- [Set task 1] Reproduce word for word the portion of the passage on Doctor Burgesse's answer starting at "1. The Convocation" and ending at "print: p. 67.".

- [Passage shown]
——————————

A tast of the tartnes of Doctor Burgesse his Spirit, in the severall passages of his answer.

 

This tartnes will appeare in 3. kindes.

 

  1. His heavy Censures, and that, of the very hearts, & consciences of men.
  2. His open reviling of the persons of the nō conformists: or secret inducements to bring them into distast:
  3. His Keene & scornefull jests, which are his pastime, frequently expressed through the wholl.

Heavy Censures.

 

  1. They who tell us, that all the Church may doe touching rites

 

is: but the application of circumstances, which are in nature, Civill: Adding that the Church may not ordayne any Cerem: meerly Ecclesiasticall; do Manifest a spirit which lusteth after contradiction p. 37 of manuduc.

 

In the answer.

 

  1. If it seeme so to him indeed: God hath smitten his contentious spirit, with Giddines: for who but a man forsaken of all wisdome. &c. 62. p.

 

 

  1. The Convocation house is not so likely to conclude &c. as this Libeller, is to come to shame for his factious, & intollerable comparison, unlesse God humble him. p. 62.

 

  1. For whosoever thinksnot as

 

(they) must either be condemned of grosse corruption, or excused, as having some good meaning: yet much weaknes with all, scil. in (comparison of them) And this pride makes them so scornefull: p. 65.

 

  1. It is so palpablely false, that I should hardly beleeue, any Fryar durst haue sett it downe in print: p. 67.

 

 

  1. And see how these men that talke & write in so haughty, & magistrall a fashion, doe but gull, & deceiue them with the names of worthy men.

 

Which is so great & shamefull a sinne, & in this Replyer, so frequent, that I wonder he dares dispute about Cerem: before he have learned the substance of common honesty: p. 83. in his alligations.

——————————

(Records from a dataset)
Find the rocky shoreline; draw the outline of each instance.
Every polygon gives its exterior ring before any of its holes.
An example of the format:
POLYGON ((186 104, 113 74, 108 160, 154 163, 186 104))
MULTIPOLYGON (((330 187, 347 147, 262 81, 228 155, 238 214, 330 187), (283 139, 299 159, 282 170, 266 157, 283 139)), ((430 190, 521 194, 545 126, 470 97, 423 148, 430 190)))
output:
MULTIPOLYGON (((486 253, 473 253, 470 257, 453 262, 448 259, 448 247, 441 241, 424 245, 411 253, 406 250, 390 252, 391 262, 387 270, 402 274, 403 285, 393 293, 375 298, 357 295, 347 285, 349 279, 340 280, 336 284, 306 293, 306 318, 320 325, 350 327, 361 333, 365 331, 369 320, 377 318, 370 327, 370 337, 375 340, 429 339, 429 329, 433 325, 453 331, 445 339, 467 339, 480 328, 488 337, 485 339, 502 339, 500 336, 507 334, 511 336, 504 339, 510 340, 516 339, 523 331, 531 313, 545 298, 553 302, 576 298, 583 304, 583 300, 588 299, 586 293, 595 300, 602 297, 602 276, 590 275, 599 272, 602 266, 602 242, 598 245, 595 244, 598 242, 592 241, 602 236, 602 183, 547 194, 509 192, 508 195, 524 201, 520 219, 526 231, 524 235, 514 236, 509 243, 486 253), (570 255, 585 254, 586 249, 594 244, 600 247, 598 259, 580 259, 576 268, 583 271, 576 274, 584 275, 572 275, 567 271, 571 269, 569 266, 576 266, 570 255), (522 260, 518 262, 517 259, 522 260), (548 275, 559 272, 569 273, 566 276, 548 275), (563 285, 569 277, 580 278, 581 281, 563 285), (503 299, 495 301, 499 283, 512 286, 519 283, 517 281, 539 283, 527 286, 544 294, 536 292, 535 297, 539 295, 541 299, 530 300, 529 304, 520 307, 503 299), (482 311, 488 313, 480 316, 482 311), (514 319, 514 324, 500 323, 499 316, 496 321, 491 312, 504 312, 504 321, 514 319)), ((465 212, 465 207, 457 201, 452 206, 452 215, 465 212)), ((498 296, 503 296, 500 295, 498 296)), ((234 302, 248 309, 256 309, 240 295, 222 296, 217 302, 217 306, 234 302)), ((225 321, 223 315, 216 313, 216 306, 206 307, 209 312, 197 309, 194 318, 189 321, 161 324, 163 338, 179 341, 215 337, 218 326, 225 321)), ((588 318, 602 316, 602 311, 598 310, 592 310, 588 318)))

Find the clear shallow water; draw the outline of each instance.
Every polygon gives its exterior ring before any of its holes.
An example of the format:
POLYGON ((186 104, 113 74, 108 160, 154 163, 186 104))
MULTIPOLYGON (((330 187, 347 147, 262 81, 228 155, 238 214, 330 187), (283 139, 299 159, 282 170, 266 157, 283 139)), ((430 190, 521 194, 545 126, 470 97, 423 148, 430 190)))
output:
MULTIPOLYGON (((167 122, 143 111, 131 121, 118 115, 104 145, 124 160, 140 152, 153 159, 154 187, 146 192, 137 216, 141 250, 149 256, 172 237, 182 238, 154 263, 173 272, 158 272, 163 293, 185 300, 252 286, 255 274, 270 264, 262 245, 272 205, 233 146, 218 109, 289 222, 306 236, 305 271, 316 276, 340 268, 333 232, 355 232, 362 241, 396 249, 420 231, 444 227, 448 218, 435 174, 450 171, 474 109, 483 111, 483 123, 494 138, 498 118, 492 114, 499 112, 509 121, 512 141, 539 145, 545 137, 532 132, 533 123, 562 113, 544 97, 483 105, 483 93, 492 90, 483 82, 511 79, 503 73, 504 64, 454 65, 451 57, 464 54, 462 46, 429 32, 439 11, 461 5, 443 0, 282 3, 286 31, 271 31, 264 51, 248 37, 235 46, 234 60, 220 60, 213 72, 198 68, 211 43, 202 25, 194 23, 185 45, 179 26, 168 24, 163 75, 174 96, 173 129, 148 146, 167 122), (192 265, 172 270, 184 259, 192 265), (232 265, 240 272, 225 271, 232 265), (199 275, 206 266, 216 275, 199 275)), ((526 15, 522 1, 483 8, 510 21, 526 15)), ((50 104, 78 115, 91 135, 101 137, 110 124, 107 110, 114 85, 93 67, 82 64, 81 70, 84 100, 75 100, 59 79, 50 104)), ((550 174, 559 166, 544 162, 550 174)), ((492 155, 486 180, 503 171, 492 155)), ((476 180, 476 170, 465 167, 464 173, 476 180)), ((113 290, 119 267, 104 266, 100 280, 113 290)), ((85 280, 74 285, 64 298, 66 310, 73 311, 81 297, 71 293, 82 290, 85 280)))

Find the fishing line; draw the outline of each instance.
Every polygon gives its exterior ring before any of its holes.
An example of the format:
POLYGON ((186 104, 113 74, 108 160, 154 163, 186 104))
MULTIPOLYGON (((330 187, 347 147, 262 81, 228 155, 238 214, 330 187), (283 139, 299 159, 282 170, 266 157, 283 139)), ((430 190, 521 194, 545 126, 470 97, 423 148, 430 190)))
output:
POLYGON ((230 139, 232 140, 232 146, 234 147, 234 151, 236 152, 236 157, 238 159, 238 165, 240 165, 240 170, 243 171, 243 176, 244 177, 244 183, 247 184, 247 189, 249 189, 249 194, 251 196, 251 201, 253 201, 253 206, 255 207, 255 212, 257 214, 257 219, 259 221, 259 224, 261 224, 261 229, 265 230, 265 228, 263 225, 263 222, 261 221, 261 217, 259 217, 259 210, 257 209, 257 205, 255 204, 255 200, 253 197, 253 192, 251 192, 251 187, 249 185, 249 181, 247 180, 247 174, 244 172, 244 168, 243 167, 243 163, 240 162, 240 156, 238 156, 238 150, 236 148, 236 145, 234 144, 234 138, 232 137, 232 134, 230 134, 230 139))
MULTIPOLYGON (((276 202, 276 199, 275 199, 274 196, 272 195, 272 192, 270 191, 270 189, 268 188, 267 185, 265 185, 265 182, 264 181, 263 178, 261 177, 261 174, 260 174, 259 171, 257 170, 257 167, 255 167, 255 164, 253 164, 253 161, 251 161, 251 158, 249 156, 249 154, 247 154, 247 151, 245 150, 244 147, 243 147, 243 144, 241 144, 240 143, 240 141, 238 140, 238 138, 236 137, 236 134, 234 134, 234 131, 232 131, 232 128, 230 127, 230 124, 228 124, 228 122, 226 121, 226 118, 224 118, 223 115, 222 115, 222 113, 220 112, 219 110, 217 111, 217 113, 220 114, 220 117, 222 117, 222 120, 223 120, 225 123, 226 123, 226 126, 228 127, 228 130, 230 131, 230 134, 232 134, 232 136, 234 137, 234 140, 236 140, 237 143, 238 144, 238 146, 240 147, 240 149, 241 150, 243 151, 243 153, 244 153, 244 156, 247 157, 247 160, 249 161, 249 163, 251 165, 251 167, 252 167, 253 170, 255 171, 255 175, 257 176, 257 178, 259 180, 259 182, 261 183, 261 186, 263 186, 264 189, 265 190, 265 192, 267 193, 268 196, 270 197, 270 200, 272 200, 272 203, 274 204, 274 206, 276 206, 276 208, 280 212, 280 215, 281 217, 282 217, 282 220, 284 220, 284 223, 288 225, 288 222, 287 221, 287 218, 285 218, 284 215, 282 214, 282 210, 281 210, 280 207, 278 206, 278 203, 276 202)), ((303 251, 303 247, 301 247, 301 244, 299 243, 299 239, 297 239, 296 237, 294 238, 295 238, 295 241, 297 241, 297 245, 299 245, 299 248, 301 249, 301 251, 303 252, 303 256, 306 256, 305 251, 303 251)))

——————————

- [Set task 2] Rewrite the records from the line containing "Find the fishing" through the line containing "POLYGON ((230 139, 232", requests included, and increase every coordinate in the answer outlines by 15, leaving the format samples unchanged.

- [Task solution 1]
1. The Convocation house is not so likely to conclude &c. as this Libeller, is to come to shame for his factious, & intollerable comparison, unlesse God humble him. p. 62.

 

  1. For whosoever thinksnot as

 

(they) must either be condemned of grosse corruption, or excused, as having some good meaning: yet much weaknes with all, scil. in (comparison of them) And this pride makes them so scornefull: p. 65.

 

  1. It is so palpablely false, that I should hardly beleeue, any Fryar durst haue sett it downe in print: p. 67.

- [Task solution 2]
Find the fishing line; draw the outline of each instance.
Every polygon gives its exterior ring before any of its holes.
An example of the format:
POLYGON ((186 104, 113 74, 108 160, 154 163, 186 104))
MULTIPOLYGON (((330 187, 347 147, 262 81, 228 155, 238 214, 330 187), (283 139, 299 159, 282 170, 266 157, 283 139)), ((430 190, 521 194, 545 126, 470 97, 423 148, 430 190)))
output:
POLYGON ((245 154, 247 155, 247 161, 249 162, 249 166, 251 167, 251 172, 253 174, 253 180, 255 180, 255 185, 258 186, 258 191, 259 192, 259 198, 262 199, 262 204, 264 204, 264 209, 266 211, 266 216, 268 216, 268 221, 270 222, 270 227, 272 229, 272 234, 274 236, 274 239, 276 239, 276 244, 280 245, 280 243, 278 240, 278 237, 276 236, 276 232, 274 232, 274 225, 272 224, 272 220, 270 219, 270 215, 268 212, 268 207, 266 207, 266 202, 264 200, 264 196, 262 195, 262 189, 259 187, 259 183, 258 182, 258 178, 255 177, 255 171, 253 171, 253 165, 251 163, 251 160, 249 159, 249 153, 247 152, 247 149, 245 149, 245 154))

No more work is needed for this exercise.